Problem A –
In the article about the album Vampire en pyjama, who is the mascot that accompanies the album?
Problem B –
Carry on the article about the album Vampire en pyjama from the point at which it stops.

Text shown –
Studio album by Dionysos
- Released: 29 January 2016
- Genre: Rock, Art Rock
- Label: Columbia Records
- Producer: L'Extraordinarium

Dionysos chronology
| Bird 'n' Roll (2012) | Vampire en pyjama (2016) |  |

= Vampire en pyjama =

Vampire en pyjama is the eighth studio album by Dionysos, and was released on 29 January 2016, two days after Mathias Malzieu's novel, Journal d'un vampire en pyjama. The album was intended to be more acoustic than those before it and the lyrics are more personal. A mascote accompanies this album : a man with a heart for a head, Heartman, frequently drawn by the band and its fans in the streets of their own towns.

== Track listing ==

| No. | Title | Length |
|---|---|---|
| 1. | "Chanson d'été" | 3.22 |
| 2. | "Guerrier de porcelaine" | 2.41 |
| 3. | "Vampire de l'amour" | 2.23 |
| 4. | "Hospital Blues" | 3.50 |
| 5. | "L'Heure des lueurs" | 2.37 |
| 6. | "Skateboarding sous morphine" | 2.51 |
| 7. | "Know Your Anemy" | 2.38 |
| 8. | "I Follow Rivers" | 3.15 |
| 9. | "Dame Ocles" | 3.08 |
| 10. | "Le Petit Lion" | 2.26 |
| 11. | "Déguisé en moi" | 3.14 |
| 12. | "Le Chant du mauvais cygne" | 2.23 |
| 13. | "Vampire en pyjama" | 2.34 |

== The tour ==
Dionysos announced the first date and the start of the band's tour on its Facebook page, planned for 3 May 2016 at the Grand Rex. Following this, the band has announced around forty dates across France.

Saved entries
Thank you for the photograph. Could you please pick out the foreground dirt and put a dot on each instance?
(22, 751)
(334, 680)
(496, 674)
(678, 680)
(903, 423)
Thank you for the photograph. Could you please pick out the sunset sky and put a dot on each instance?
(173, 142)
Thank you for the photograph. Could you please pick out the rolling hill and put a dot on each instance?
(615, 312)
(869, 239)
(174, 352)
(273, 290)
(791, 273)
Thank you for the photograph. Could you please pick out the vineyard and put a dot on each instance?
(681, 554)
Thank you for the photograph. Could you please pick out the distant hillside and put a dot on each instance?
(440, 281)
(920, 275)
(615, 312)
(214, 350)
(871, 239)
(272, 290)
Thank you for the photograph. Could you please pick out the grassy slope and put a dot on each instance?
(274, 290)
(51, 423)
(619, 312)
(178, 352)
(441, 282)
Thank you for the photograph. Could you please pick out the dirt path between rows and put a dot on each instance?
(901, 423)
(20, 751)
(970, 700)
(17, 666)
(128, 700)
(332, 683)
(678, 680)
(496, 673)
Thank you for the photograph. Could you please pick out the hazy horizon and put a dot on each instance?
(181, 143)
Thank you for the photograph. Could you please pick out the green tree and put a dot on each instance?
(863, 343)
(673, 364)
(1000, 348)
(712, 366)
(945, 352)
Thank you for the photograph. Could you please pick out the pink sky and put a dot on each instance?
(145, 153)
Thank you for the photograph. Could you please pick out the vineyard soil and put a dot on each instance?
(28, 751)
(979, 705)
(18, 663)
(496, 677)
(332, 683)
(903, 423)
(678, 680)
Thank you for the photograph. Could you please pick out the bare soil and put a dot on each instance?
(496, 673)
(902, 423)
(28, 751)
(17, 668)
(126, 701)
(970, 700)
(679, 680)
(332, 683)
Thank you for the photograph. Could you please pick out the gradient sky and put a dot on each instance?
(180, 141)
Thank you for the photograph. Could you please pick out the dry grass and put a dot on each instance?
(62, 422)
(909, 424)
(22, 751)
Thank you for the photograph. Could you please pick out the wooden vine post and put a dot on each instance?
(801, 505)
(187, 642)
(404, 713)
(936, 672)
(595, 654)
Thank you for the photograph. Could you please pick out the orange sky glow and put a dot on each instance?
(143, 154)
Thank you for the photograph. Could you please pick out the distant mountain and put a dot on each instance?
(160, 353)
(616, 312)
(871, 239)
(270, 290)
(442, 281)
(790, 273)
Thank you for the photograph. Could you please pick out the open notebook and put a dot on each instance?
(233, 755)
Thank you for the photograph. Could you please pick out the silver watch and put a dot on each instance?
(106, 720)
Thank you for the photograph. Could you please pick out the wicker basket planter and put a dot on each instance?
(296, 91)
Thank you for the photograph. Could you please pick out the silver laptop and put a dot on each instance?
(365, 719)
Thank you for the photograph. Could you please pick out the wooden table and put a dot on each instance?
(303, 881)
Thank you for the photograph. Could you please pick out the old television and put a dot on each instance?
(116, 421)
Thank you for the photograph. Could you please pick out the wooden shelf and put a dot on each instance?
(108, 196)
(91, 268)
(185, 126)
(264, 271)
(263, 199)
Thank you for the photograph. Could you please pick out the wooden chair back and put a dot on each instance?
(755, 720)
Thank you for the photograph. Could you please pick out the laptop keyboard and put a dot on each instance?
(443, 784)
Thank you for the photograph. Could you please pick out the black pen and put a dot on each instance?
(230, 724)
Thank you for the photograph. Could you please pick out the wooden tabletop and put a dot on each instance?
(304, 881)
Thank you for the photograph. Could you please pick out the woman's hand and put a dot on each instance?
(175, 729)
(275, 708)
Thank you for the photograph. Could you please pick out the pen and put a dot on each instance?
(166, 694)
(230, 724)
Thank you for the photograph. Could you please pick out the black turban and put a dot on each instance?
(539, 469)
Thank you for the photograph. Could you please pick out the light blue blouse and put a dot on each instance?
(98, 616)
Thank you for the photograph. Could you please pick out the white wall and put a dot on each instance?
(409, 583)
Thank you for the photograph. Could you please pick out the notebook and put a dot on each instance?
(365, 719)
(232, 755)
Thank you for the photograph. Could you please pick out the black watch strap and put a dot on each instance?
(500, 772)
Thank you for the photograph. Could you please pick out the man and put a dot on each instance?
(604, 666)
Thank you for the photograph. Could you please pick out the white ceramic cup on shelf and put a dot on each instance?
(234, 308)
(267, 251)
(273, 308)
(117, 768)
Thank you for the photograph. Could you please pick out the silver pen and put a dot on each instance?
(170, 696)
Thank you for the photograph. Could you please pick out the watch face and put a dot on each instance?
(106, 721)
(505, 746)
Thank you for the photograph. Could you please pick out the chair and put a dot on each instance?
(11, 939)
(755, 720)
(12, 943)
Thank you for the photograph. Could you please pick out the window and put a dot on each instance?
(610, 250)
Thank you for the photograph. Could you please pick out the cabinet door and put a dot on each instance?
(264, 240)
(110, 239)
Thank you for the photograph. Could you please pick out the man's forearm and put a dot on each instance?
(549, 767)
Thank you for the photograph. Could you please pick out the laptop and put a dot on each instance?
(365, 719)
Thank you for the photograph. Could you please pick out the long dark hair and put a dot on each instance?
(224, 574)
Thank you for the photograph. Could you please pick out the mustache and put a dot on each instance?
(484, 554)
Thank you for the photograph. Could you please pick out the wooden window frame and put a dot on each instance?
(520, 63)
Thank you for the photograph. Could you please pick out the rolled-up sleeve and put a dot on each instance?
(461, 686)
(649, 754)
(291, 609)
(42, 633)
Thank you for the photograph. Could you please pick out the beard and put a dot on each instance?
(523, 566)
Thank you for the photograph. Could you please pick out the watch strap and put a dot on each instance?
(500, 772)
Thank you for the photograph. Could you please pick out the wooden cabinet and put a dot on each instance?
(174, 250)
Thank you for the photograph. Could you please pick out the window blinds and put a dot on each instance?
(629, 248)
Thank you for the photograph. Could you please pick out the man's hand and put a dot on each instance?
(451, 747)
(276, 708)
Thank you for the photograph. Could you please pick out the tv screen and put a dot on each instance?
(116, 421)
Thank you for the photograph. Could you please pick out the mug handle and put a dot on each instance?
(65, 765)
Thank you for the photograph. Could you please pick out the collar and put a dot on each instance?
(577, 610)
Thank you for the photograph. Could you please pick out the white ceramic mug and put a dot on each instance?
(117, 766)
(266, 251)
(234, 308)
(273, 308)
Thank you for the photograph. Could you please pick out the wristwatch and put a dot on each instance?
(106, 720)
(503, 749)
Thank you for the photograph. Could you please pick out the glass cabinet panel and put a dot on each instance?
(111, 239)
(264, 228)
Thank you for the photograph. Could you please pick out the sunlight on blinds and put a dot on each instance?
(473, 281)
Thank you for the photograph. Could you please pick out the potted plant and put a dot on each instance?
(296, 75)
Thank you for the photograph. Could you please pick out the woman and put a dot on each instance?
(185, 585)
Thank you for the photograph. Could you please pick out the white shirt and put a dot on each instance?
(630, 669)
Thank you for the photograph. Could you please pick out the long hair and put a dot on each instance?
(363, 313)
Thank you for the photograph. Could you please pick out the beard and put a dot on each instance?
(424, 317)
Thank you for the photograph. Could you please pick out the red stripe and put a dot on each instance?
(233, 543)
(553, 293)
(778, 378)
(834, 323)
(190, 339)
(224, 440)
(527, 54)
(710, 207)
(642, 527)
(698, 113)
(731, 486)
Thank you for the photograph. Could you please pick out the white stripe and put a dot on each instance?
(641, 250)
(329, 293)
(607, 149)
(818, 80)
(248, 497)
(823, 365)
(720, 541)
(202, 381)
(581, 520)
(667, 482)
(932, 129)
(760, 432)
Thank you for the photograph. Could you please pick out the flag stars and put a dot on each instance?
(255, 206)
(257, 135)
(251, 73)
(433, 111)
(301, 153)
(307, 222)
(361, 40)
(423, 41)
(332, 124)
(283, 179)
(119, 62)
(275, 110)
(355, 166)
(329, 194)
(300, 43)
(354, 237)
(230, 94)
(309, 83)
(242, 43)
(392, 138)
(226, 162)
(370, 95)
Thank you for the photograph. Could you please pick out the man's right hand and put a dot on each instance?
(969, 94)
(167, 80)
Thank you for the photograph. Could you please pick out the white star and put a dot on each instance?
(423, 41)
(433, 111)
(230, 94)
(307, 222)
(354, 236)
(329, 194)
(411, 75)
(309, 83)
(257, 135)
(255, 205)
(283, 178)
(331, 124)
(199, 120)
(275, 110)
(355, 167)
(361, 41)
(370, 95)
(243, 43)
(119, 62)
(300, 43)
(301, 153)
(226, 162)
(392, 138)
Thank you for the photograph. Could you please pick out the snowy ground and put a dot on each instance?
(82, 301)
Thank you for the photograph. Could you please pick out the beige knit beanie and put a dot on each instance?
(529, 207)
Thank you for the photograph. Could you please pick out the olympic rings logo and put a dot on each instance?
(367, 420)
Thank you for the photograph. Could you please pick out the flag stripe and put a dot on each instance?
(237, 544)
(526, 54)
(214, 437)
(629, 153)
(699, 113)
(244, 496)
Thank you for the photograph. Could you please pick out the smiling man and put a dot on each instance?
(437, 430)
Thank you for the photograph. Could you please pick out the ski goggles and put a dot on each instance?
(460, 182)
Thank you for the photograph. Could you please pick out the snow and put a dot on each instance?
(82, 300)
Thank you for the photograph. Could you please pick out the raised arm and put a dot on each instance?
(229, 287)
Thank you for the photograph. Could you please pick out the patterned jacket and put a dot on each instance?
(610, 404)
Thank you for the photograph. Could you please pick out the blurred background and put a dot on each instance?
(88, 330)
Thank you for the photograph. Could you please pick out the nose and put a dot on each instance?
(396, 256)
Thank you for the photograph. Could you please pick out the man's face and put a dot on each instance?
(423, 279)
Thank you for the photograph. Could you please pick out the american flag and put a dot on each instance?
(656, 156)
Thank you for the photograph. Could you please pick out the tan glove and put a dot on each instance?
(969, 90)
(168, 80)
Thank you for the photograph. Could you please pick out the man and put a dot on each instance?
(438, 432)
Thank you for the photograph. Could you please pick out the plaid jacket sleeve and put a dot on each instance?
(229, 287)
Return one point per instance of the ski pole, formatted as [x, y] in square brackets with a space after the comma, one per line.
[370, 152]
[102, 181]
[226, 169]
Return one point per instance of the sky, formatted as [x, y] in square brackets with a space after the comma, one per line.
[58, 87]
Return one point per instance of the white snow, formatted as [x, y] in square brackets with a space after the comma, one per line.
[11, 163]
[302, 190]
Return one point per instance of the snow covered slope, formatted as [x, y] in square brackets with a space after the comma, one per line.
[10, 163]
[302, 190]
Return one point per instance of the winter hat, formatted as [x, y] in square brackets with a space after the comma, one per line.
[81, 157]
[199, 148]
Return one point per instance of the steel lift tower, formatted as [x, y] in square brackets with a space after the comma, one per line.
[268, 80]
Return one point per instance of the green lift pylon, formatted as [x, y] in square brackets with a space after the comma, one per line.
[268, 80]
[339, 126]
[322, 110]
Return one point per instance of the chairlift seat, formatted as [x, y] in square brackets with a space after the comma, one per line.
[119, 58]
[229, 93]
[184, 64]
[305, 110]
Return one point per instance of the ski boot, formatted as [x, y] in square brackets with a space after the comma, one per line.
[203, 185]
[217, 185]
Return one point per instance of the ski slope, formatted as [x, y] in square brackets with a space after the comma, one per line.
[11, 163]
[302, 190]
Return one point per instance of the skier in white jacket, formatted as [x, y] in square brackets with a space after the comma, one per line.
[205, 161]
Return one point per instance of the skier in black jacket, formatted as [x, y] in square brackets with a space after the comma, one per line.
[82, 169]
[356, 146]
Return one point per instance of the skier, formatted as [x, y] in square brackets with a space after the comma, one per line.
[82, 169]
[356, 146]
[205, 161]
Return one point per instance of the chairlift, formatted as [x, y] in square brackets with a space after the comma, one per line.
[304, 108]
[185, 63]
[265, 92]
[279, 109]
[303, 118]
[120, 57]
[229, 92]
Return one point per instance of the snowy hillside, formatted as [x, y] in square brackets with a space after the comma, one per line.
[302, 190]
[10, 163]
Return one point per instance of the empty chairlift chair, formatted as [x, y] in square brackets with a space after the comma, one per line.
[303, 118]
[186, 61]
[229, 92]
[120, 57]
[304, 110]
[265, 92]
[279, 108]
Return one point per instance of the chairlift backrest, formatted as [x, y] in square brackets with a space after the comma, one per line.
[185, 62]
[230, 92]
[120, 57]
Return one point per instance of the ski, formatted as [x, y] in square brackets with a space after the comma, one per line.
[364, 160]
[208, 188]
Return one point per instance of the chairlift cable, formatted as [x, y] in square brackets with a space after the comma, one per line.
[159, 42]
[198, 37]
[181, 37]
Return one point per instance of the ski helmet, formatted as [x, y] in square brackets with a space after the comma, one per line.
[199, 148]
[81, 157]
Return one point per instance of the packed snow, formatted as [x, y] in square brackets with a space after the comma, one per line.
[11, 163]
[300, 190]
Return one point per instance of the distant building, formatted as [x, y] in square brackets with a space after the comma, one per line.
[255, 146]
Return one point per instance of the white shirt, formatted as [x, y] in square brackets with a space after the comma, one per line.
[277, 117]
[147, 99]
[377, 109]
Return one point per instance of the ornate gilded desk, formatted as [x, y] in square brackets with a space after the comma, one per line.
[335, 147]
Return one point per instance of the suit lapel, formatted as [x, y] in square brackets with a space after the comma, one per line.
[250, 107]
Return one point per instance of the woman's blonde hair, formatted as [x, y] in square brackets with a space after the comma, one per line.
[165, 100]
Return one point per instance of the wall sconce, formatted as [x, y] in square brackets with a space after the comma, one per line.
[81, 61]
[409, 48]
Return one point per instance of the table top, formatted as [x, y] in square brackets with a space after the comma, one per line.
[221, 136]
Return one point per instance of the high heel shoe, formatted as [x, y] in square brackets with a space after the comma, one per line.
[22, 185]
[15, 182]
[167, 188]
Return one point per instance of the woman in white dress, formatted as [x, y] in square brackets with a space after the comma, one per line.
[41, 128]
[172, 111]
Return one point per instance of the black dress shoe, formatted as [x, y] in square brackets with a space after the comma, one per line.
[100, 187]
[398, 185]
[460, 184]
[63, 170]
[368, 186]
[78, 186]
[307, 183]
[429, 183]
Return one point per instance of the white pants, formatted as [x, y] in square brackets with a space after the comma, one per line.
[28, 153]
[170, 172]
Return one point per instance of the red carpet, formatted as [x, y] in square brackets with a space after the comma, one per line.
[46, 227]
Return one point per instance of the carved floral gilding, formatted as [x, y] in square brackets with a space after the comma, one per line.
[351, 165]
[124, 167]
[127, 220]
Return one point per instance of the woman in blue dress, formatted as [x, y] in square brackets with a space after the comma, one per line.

Answer area A –
Heartman, a man with a heart for a head.

Answer area B –
== Musicians and instruments ==

=== Band ===
- Mathias Malzieu: vocals, folk guitar, harmonica
- Michaël Ponton: electric guitar, banjo, xylophone, glockenspiel, programming, dobro guitar, chorus
- Éric Serra-Tosio: drums, whistling, chorus
- Stéphan Bertholio: bass, keyboard, folk guitar, musical saw, chorus
- Élisabet Maistre: vocals, violin, banjo, chorus, programming, keyboards
- Olivier Daviaud: arrangement of horns, chords and chorus, piano, cello, keyboard, chorus, mellotron

=== Additional Musicians ===
- Le Quatuor Akilone
- Émeline Concé: first violin
- Élise De-Bendelac: second violin
- Louise Desjardin: alto
- Lucie Mercat: cello

- Horns
- Maxime Tomba
- Pierre Badol

=== Additional programming ===
- Matthieu Jay
- Pierrick Devin
- Clément Leveau
- Guest : Rosemary Texeira in Le petit Lion

== Features of the album ==
- La chanson I Follow Rivers is a cover of a song by Lykke Li.
- Chanson d'été follows on from the poem by Paul Verlaine, Chanson d'automne.
- Hospital Blues is sung at the beginning and at the by Mathias Malzieu in head voice.
- The songs are linked to Journal d'un vampire en pyjama by Mathias Malzieu, in a similar way to the links between the band's previous albums and Malzieu's novels.
- Hospital Blues and Chanson d'été were composed at the hospital Mathias Malzieu stayed at.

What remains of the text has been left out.